**PROMPT:** Rewrite the stretch of lines from the one containing "of the gate" through the end of the records, swapping "photo" for "image" and leaving everything else unchanged. Give only those lines.

**EXTRACTED MATERIAL:**
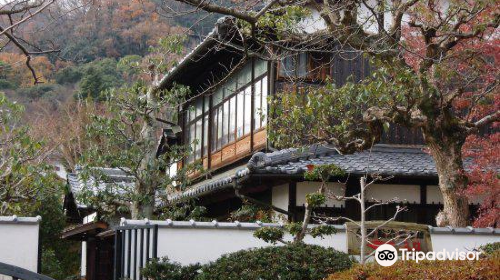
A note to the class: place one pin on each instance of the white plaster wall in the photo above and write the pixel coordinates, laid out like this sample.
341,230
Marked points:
385,192
280,197
304,188
83,262
461,242
192,245
199,242
19,245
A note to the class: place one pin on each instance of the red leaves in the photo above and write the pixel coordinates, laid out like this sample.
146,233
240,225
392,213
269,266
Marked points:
484,180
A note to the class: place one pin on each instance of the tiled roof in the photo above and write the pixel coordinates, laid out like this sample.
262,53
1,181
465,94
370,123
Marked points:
211,38
113,176
20,220
382,160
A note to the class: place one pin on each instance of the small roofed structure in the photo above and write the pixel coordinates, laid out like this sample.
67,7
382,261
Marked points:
75,209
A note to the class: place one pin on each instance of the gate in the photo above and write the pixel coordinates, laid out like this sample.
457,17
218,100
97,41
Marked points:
135,245
20,273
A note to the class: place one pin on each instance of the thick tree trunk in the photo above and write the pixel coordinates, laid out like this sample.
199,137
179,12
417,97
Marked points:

**RESULT FOR THIS TASK:**
A note to the class: place one pin on each instance of the gate in the image above and write the pixel coordinates, laid out like this sample.
457,17
218,100
97,41
Marked points:
135,245
20,273
A note to the class: place one pin on each instance of the thick tree trunk in the image above and write the pixel coordinates, laid out like this sample.
199,137
179,12
417,97
Marked points:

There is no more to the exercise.